▶ _Your task_
Count the lines below holding "coordinates" and answer with that number only.

▶ _The input_
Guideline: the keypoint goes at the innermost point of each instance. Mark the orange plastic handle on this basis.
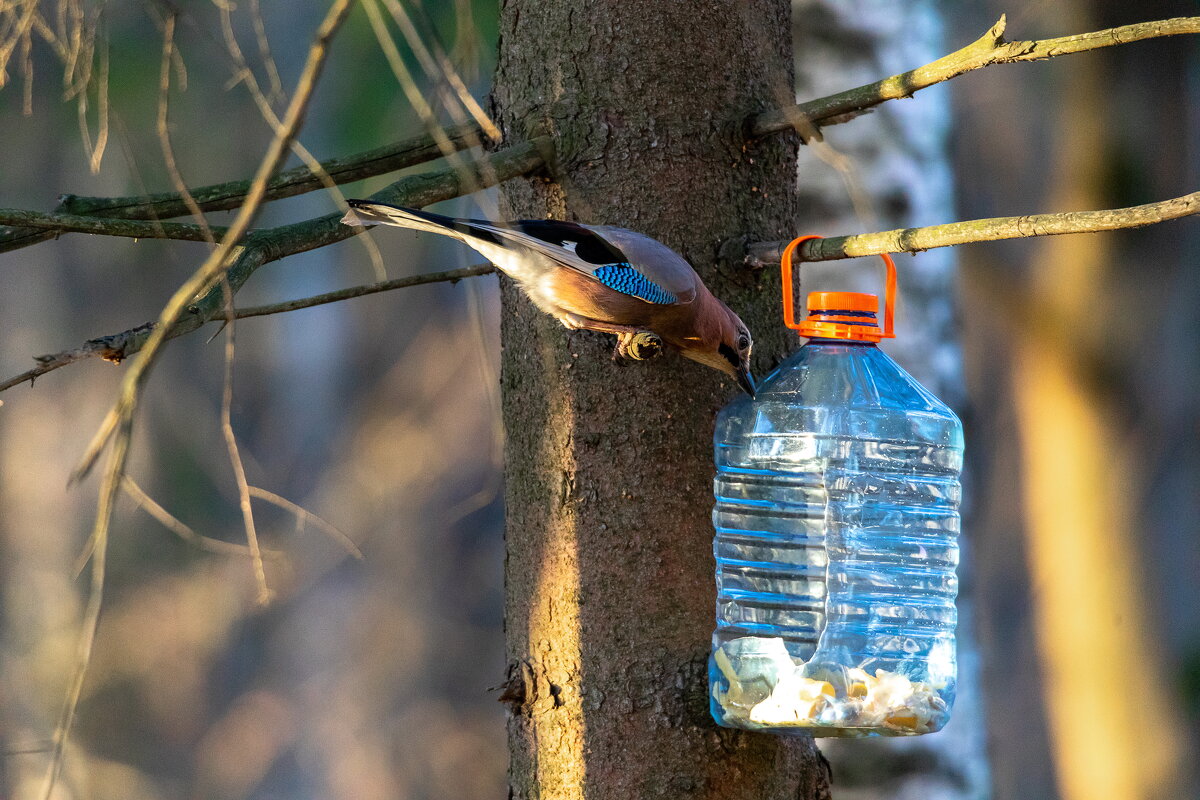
(889, 289)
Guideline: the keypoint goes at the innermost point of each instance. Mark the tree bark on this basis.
(609, 465)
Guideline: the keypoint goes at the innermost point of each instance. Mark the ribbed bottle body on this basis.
(837, 522)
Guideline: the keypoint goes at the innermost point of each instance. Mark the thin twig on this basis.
(57, 223)
(203, 278)
(239, 468)
(989, 49)
(175, 525)
(99, 546)
(118, 423)
(270, 245)
(913, 240)
(451, 276)
(303, 516)
(268, 113)
(162, 125)
(223, 197)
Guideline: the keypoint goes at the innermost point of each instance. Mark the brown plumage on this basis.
(600, 278)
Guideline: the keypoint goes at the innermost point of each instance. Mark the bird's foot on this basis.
(639, 346)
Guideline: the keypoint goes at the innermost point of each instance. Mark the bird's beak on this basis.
(745, 380)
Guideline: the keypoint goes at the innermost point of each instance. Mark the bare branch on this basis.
(178, 527)
(989, 49)
(223, 197)
(118, 423)
(270, 245)
(451, 276)
(57, 223)
(911, 240)
(303, 516)
(216, 264)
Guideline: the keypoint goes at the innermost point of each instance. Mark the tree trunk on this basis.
(610, 573)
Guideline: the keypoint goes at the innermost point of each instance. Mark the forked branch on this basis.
(912, 240)
(988, 49)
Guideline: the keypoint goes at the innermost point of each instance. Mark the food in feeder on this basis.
(766, 692)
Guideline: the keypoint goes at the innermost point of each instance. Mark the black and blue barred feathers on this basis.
(625, 280)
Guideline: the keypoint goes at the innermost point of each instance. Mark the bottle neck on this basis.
(820, 340)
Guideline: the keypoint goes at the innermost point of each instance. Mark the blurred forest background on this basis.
(372, 679)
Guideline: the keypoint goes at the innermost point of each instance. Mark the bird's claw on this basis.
(640, 346)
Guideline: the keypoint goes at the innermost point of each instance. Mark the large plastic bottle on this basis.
(837, 522)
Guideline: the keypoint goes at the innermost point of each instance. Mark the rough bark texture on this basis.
(609, 465)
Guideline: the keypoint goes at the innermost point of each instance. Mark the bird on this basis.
(598, 278)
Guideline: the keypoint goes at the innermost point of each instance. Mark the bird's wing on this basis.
(621, 259)
(652, 258)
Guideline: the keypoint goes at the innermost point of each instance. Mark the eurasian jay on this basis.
(597, 278)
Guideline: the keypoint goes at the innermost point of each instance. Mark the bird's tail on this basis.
(365, 212)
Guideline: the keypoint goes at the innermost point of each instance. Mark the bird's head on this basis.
(725, 344)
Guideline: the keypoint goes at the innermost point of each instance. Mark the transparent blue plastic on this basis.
(837, 523)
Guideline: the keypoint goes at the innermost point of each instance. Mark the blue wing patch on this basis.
(627, 280)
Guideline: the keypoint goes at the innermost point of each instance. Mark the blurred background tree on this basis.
(371, 679)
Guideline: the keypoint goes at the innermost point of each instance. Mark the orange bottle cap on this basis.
(843, 301)
(840, 314)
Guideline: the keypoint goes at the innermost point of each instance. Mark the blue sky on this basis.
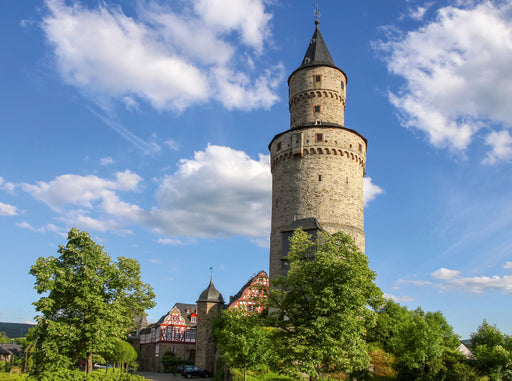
(146, 123)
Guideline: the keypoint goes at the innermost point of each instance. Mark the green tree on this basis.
(422, 346)
(89, 302)
(492, 351)
(242, 340)
(321, 308)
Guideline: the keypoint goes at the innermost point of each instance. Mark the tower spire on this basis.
(317, 15)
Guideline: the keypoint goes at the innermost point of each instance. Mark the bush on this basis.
(77, 375)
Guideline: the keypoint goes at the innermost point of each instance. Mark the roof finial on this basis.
(317, 15)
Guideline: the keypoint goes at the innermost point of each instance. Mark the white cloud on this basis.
(445, 274)
(106, 161)
(170, 241)
(170, 60)
(457, 75)
(480, 284)
(8, 210)
(80, 190)
(501, 144)
(419, 283)
(399, 299)
(172, 144)
(370, 190)
(6, 186)
(419, 12)
(221, 192)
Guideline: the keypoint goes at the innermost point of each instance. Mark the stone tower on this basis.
(209, 304)
(318, 164)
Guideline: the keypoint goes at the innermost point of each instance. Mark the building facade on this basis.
(186, 329)
(318, 164)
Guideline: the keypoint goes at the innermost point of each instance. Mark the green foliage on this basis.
(89, 302)
(321, 308)
(76, 375)
(121, 352)
(4, 338)
(492, 351)
(242, 340)
(423, 345)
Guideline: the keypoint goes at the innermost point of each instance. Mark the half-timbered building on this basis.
(177, 331)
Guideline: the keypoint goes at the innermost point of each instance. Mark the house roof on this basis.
(211, 294)
(238, 295)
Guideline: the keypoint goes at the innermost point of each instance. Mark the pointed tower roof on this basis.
(317, 53)
(211, 294)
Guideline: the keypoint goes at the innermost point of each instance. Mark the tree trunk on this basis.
(88, 368)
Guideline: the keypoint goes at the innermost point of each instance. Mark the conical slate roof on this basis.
(211, 294)
(317, 53)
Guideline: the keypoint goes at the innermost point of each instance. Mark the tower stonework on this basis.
(209, 305)
(317, 165)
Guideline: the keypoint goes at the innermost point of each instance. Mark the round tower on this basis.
(318, 164)
(209, 305)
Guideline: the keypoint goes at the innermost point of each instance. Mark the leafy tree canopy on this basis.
(89, 301)
(322, 307)
(242, 340)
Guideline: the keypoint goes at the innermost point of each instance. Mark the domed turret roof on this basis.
(211, 294)
(317, 53)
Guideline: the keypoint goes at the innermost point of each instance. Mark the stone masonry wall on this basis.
(205, 348)
(329, 93)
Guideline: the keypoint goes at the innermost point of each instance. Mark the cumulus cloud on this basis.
(444, 273)
(501, 146)
(8, 210)
(370, 190)
(6, 185)
(170, 60)
(106, 161)
(452, 280)
(80, 190)
(457, 77)
(220, 192)
(399, 299)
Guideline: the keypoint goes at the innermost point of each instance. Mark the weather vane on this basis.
(317, 13)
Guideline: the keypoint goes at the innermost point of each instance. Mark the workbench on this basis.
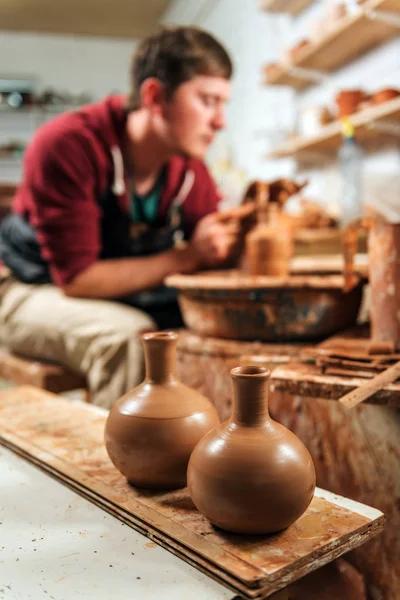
(356, 452)
(68, 547)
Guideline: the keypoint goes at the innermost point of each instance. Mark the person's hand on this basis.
(214, 239)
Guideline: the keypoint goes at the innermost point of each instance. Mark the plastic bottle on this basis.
(350, 160)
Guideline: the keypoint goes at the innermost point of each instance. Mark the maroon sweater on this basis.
(69, 165)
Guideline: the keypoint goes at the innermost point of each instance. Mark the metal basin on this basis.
(232, 305)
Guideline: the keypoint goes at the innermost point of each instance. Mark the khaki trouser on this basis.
(97, 338)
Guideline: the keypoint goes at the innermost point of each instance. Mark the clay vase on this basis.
(151, 431)
(348, 101)
(270, 245)
(250, 474)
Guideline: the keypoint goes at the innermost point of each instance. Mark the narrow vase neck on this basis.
(160, 356)
(250, 395)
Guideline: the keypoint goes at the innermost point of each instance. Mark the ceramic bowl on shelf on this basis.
(385, 95)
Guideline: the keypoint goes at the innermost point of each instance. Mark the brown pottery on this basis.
(250, 474)
(384, 274)
(384, 95)
(152, 430)
(348, 101)
(270, 245)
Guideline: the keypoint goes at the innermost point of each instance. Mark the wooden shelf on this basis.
(352, 36)
(112, 19)
(367, 123)
(293, 7)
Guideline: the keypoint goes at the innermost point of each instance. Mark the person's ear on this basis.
(152, 94)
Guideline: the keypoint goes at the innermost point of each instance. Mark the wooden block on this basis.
(50, 377)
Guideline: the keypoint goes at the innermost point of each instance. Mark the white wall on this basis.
(72, 64)
(75, 64)
(259, 115)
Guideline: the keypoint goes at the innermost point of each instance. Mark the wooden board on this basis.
(66, 440)
(350, 37)
(293, 7)
(119, 19)
(330, 137)
(301, 379)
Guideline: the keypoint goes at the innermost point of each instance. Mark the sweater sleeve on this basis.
(202, 199)
(60, 190)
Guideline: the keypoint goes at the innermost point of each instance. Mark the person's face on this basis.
(194, 114)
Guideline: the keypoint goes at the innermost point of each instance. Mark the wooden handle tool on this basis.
(366, 390)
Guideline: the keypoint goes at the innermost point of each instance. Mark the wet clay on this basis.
(384, 274)
(384, 277)
(250, 474)
(270, 245)
(152, 430)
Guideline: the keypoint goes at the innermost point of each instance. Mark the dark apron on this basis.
(122, 238)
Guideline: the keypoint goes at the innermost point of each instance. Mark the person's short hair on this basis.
(175, 55)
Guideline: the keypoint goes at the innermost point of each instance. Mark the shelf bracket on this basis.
(385, 16)
(389, 127)
(308, 74)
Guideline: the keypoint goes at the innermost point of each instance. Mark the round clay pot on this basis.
(250, 474)
(270, 245)
(151, 431)
(347, 101)
(384, 95)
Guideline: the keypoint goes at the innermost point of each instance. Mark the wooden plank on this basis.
(350, 37)
(292, 7)
(49, 376)
(329, 138)
(119, 19)
(67, 440)
(307, 380)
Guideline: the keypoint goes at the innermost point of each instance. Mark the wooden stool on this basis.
(47, 376)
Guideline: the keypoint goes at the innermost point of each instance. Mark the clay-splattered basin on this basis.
(232, 305)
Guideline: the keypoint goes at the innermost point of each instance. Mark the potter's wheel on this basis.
(233, 305)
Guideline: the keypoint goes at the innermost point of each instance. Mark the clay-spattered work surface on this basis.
(67, 441)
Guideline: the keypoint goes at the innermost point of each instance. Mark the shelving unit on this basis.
(293, 7)
(384, 118)
(376, 22)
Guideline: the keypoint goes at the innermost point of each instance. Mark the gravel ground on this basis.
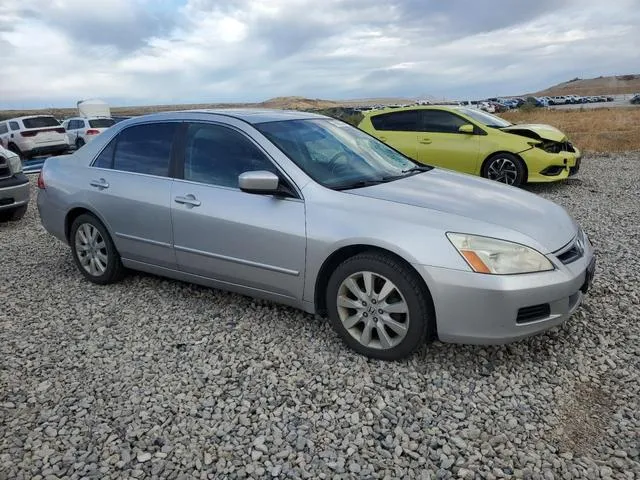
(152, 378)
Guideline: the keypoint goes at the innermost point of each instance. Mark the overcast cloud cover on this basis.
(55, 52)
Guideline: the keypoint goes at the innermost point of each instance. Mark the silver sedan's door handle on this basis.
(189, 200)
(101, 183)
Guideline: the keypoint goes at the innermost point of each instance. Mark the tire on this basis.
(101, 262)
(14, 214)
(393, 335)
(505, 168)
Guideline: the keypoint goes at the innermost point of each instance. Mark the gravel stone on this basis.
(152, 378)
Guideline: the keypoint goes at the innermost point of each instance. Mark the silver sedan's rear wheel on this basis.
(505, 168)
(93, 250)
(372, 310)
(379, 306)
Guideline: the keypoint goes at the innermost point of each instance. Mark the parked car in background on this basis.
(487, 107)
(309, 211)
(119, 118)
(475, 142)
(537, 102)
(81, 131)
(14, 186)
(33, 135)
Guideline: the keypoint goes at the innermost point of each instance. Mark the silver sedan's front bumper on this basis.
(484, 309)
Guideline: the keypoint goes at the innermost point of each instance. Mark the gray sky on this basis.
(133, 52)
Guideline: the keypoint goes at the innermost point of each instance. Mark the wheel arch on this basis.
(74, 213)
(498, 152)
(345, 252)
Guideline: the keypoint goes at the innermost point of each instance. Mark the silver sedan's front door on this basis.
(222, 233)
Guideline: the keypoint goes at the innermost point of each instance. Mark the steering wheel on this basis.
(331, 164)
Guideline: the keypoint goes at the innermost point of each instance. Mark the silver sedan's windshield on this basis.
(337, 155)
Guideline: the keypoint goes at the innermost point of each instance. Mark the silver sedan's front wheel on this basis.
(372, 310)
(380, 306)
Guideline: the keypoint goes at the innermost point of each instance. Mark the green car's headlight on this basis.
(498, 257)
(15, 164)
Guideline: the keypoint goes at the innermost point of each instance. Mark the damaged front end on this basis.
(557, 156)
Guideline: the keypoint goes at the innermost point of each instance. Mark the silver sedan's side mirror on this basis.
(259, 181)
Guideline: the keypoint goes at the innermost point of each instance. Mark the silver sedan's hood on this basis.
(482, 200)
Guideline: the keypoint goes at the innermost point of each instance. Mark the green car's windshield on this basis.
(337, 155)
(485, 118)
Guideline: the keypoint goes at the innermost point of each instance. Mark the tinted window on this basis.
(105, 159)
(145, 149)
(405, 121)
(439, 121)
(217, 155)
(101, 123)
(40, 122)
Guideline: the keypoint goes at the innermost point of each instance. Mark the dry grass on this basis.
(614, 85)
(593, 130)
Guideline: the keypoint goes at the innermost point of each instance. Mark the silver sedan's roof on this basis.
(258, 115)
(249, 115)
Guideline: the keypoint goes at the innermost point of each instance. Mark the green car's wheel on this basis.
(505, 168)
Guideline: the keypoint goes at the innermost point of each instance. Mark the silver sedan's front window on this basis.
(336, 154)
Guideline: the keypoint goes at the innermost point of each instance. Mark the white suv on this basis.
(81, 130)
(32, 136)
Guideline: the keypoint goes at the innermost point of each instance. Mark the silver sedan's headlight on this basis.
(499, 257)
(15, 164)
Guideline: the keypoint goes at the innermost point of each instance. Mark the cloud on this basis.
(54, 52)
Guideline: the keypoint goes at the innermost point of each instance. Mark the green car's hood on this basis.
(537, 132)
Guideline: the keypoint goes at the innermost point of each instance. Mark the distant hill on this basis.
(613, 85)
(282, 103)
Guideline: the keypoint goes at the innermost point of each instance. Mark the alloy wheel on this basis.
(373, 310)
(503, 170)
(91, 249)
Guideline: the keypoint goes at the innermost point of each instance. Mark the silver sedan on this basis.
(308, 211)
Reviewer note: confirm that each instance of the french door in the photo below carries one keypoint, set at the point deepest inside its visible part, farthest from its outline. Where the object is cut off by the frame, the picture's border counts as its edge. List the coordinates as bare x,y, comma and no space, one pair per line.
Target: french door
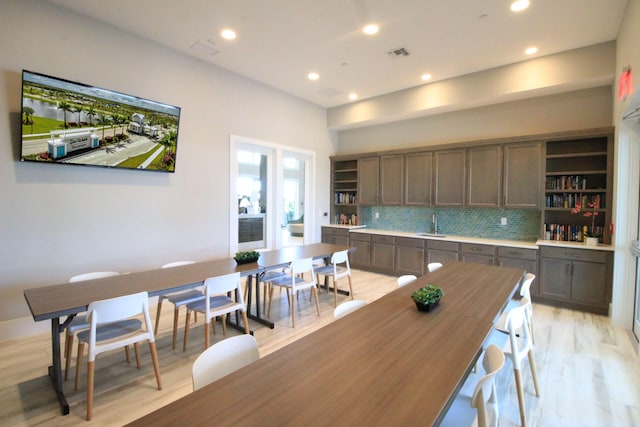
271,185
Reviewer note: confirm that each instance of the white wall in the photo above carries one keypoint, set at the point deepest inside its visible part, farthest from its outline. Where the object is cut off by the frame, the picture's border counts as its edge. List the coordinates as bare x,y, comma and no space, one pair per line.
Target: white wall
59,221
583,109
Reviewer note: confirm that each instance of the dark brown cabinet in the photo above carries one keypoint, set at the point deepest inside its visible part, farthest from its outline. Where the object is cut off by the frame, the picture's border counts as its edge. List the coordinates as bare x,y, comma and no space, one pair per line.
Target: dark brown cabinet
449,178
479,254
484,181
361,257
383,253
441,251
335,236
522,175
369,180
576,278
391,182
417,179
409,256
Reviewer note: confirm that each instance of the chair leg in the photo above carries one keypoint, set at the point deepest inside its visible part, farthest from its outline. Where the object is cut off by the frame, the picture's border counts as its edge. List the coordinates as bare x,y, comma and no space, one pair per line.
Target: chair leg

▶ _Result of the task_
4